Task instructions:
1 - Using the TV show recommendations, answer each question below in a few words.
(a) How many episodes of Detroiters are there?
(b) Who hosts The Dark Web?
(c) How many seasons of Make Some Noise are up on Dropout?
2 - Write the next part of the TV show recommendations, beginning right after their final sentence.

Excerpted passage:
§

I need at least 20 more episodes
- Detroiters (Netflix, Paramount+). Ross and I recently flew through this half-hour comedy co-created by and starring real-life best friends Tim Robinson and Sam Richardson, and I’m devastated that there are only two seasons, a mere 20 episodes! It’s got the absurdity of Robinson’s other shows like I Think You Should Leave and The Chair Company, but with Richardson’s goofy sweetness and a more accessible structure. Tim and Sam play the owners of a small-time ad agency in Detroit, and the series is a comedic love letter to their hometown and the weird local commercials they grew up watching. There are apparently tons of Detroit references that flew right over my head, but I really enjoyed it anyway. I love that they actually shot it in Detroit and used local talent, and made the city feel quirky and charming. As a former New Jerseyan, I can certainly relate to the experience of growing up somewhere that has a lot of negative stereotypes around it. You can really feel the love they have for the city. If you want a silly, light watch, this is a good one.
- The Dark Web (YouTube). Speaking of local commercials: I’ve recently really been enjoying The Dark Web, a YouTube show hosted by Rob Huebel and Paul Scheer, in which they watch and react to weird video clips. They also usually play a game and give each other silly gifts. It should have way more subscribers! It’s a celebration of online rabbit holes and niche content creators, like the Juggalo who belly flops onto microwaves in his backyard, or the family-run auto mart that produced their own variety show (of questionable quality). This is one of two shows that had Ross coming into my office to see what I was laughing so hard at. The other one is:
- Make Some Noise (Dropout). Full disclosure: as mentioned earlier, I worked at Dropout from 2017-2020. Make Some Noise is a spin-off from the indie streaming platform’s popular game show Game Changer, both hosted by president and overall mensch Sam Reich, and it’s a short-form improv comedy show, basically like a modern version of Whose Line Is It Anyway? Three performers are given prompts that they use to improvise short scenes over three rounds. The performers they cast are different every episode, but they’re all so unbelievably good at improv, it’s incredible. I laugh until I cry at this show. Luckily for all of us, there are four seasons up on Dropout. The show started out as more of a competition to see who could perform the best sound effects and impressions, but I’m so glad it’s evolved to what it is now, with full scenes. It also has a banger Instagram, which features this legendary pep talk from Jacob Wysocki.

§

Provided material:

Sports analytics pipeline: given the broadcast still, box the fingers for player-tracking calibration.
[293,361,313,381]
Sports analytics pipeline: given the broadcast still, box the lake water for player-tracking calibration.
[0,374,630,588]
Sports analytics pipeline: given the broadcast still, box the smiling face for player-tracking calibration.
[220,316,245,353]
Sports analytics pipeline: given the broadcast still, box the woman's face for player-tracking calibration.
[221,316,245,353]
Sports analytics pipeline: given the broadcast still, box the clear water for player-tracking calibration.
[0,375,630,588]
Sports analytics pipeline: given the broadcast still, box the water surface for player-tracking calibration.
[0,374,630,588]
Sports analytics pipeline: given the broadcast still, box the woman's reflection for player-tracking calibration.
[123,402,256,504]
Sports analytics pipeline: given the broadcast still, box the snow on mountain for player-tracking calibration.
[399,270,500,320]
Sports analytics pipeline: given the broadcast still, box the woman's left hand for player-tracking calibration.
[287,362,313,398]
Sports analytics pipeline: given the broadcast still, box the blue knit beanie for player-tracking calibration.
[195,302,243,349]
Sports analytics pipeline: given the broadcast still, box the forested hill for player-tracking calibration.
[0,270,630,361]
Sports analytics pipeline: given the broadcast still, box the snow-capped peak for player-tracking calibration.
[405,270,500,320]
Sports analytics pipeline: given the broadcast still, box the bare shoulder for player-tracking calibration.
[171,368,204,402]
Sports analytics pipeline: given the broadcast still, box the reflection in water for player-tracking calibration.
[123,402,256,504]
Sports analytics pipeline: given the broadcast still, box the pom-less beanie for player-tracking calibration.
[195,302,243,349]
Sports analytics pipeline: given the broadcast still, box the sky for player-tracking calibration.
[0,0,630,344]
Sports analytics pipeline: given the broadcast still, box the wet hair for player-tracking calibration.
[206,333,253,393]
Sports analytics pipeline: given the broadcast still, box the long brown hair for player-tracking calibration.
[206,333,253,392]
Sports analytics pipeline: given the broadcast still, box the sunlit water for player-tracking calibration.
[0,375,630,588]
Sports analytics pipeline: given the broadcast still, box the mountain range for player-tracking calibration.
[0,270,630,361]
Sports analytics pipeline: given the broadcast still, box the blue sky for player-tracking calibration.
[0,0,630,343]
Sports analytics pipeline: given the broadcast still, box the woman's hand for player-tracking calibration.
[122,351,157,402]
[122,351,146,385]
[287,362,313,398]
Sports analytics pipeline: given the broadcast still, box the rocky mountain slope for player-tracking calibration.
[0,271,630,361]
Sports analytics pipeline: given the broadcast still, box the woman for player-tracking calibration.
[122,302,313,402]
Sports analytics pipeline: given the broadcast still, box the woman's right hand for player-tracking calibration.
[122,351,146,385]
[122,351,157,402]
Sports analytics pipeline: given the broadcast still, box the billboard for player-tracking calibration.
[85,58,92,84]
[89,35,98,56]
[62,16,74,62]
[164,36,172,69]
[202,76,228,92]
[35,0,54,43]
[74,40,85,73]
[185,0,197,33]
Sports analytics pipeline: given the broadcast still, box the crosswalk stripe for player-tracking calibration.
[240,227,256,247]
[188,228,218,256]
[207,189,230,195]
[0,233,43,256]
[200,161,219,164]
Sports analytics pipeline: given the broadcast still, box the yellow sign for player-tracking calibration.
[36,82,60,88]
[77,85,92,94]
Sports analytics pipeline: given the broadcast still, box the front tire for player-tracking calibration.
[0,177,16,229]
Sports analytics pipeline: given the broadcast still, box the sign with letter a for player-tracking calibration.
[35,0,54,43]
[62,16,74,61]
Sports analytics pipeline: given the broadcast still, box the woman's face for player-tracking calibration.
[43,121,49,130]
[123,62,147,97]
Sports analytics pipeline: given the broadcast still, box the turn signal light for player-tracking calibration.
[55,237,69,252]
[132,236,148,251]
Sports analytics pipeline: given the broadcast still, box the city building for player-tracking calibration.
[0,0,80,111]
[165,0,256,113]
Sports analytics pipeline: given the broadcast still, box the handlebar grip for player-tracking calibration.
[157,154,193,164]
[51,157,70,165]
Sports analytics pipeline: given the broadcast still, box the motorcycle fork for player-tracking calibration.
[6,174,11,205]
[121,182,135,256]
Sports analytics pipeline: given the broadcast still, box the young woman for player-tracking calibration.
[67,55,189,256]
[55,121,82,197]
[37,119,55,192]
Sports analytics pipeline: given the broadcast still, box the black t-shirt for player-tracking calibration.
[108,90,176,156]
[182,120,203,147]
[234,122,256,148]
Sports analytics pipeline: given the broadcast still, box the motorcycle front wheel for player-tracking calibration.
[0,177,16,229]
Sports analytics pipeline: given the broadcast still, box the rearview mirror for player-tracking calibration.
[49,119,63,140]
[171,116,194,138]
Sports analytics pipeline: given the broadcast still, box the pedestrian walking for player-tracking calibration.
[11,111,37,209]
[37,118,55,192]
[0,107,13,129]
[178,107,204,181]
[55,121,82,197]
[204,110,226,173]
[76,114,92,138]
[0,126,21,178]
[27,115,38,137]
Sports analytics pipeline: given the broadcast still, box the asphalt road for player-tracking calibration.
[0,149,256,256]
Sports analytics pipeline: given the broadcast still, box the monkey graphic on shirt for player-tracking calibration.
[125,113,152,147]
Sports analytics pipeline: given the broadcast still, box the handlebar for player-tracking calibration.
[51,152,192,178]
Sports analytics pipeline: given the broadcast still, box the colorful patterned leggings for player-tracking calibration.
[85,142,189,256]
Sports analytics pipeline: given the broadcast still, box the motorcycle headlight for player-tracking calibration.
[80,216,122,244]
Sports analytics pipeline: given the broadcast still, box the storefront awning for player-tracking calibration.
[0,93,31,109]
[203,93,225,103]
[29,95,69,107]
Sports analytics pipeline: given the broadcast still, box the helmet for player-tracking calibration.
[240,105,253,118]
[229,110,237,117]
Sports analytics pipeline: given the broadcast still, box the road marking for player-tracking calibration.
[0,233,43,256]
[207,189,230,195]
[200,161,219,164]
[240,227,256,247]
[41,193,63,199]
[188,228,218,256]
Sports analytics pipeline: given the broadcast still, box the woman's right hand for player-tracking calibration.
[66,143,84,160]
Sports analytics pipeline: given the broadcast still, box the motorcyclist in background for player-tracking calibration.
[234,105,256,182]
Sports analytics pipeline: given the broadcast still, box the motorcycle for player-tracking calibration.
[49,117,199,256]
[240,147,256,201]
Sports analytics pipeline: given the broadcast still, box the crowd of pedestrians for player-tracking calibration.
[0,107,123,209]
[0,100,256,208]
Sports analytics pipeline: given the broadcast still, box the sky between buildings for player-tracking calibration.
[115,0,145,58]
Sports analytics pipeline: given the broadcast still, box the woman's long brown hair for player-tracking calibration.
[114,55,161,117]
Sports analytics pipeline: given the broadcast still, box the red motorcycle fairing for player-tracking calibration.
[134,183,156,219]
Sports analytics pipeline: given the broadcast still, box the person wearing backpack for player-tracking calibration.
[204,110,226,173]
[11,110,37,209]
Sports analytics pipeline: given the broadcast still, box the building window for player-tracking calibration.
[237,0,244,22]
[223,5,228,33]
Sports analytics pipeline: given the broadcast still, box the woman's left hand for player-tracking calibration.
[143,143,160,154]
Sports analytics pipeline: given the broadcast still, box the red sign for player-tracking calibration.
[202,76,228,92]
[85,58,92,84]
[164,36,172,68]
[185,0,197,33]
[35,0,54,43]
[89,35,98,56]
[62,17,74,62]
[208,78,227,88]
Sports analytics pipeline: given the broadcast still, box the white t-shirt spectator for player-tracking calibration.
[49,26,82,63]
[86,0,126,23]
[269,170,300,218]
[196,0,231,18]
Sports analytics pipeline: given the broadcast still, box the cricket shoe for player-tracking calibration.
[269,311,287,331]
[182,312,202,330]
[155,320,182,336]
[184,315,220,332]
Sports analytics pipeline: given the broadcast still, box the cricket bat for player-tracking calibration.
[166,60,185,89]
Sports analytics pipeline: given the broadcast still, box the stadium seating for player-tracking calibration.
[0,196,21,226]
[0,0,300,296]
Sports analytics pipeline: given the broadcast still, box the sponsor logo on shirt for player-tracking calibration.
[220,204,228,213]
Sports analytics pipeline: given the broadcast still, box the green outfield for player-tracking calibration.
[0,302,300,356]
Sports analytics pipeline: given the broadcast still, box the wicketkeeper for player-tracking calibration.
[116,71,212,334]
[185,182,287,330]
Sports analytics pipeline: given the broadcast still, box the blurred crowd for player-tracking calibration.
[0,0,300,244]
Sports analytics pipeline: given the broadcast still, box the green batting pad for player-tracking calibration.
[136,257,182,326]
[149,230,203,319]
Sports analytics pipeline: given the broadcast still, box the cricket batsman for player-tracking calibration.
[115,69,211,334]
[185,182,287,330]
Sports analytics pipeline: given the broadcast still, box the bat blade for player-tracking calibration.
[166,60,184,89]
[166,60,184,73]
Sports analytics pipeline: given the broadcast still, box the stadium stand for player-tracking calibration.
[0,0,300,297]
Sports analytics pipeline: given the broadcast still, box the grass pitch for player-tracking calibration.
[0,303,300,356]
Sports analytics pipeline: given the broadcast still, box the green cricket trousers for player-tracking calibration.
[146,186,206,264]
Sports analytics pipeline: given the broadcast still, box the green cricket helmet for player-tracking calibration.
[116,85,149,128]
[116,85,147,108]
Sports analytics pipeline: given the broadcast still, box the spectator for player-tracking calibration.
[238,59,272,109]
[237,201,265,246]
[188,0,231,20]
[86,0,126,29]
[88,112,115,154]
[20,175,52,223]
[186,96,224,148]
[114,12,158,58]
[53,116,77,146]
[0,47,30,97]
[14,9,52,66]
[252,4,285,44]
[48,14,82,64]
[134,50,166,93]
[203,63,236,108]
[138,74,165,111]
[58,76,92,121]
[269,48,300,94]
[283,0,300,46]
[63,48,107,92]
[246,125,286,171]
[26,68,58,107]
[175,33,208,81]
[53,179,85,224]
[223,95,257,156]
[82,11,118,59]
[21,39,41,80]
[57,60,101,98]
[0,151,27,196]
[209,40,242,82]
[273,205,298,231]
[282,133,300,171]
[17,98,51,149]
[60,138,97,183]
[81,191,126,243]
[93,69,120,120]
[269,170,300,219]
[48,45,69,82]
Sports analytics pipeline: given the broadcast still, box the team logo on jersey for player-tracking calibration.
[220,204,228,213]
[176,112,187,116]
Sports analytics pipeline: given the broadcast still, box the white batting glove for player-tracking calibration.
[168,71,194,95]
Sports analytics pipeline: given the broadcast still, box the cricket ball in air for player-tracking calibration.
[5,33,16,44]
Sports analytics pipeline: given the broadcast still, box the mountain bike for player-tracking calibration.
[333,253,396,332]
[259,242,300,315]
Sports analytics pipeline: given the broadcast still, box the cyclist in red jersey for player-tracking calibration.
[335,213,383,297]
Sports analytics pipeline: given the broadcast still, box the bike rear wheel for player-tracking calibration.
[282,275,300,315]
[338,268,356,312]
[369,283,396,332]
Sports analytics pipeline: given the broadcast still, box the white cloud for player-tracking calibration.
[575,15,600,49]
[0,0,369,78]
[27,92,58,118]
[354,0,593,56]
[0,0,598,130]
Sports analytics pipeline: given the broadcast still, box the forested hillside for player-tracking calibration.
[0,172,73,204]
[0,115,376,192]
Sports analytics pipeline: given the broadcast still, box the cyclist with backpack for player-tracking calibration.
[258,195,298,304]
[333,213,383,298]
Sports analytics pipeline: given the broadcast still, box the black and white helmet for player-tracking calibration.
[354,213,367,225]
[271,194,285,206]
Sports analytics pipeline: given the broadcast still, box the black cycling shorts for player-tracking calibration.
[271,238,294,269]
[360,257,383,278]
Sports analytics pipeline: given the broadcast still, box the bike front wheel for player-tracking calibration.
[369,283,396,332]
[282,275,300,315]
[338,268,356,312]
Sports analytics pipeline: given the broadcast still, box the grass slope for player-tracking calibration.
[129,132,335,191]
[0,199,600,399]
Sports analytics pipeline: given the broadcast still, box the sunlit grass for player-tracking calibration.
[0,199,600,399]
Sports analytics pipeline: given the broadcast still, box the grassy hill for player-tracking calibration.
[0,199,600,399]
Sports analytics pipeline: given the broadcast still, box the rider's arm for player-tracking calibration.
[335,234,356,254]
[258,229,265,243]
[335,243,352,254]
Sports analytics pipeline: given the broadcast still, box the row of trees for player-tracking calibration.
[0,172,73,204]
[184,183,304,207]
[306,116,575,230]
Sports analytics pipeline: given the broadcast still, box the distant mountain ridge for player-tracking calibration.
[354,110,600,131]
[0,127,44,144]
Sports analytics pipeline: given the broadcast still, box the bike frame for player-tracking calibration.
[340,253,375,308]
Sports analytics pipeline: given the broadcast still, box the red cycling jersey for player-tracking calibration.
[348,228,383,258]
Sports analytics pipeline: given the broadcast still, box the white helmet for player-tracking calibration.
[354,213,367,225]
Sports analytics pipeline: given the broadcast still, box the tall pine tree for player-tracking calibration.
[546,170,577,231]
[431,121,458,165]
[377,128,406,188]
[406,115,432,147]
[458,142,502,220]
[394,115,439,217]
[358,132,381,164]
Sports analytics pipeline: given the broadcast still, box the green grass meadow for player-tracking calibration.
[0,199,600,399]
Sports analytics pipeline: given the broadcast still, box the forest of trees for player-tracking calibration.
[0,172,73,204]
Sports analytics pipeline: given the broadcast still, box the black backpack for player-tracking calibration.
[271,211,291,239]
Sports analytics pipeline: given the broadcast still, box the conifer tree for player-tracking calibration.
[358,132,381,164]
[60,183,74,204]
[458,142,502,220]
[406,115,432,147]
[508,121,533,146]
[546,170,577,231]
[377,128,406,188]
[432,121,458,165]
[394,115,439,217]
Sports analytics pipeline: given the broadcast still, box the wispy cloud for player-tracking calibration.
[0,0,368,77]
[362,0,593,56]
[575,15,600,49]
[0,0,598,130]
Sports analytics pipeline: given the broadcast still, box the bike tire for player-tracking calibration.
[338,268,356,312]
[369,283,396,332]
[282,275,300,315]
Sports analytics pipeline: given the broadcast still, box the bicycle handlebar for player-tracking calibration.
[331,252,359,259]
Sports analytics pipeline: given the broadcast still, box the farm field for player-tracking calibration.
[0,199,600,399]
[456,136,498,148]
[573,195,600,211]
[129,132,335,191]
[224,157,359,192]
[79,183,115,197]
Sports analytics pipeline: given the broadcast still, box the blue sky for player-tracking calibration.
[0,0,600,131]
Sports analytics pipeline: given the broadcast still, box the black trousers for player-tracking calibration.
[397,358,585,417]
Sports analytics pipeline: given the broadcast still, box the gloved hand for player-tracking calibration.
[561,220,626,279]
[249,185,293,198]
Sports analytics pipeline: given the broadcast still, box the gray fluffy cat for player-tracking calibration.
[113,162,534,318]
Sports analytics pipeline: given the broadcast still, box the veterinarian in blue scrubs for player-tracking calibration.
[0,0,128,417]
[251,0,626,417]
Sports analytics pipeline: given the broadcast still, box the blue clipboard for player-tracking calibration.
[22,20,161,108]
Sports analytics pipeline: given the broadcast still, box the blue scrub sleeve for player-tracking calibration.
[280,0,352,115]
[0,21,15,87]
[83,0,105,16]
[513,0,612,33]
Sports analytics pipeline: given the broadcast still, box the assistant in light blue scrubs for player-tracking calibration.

§

Answers to the tasks:
1 -
(a) 20 episodes, over two seasons.
(b) Rob Huebel and Paul Scheer.
(c) Four seasons.

2 -
Marry me, chicken
- Cooking. I have to apologize in advance, because I know many of you are vegetarians, and it’s not that I haven’t been eating my vegetables (we eat a salad with just about every dinner I cook), but the NEW recipes I’ve been cooking all seem to be pretty meat-based. First, I made this chicken with creamy sundried tomato sauce, which I made using chicken breasts. If you’ve been following the online recipe scene over the past few years, you know that “Marry Me” sauce (usually a creamy pan sauce with sundried tomatoes) has become an epidemic. Recipe developers are putting that shit on anything and everything! Even beans! I finally had enough and decided to see what the big deal was, and honestly? It was really tasty! A little rich, but you don’t need much of that sauce for a lot of flavor. I served the chicken over penne, which was delish. And while it didn’t cause my husband to spontaneously propose again, he did really like it!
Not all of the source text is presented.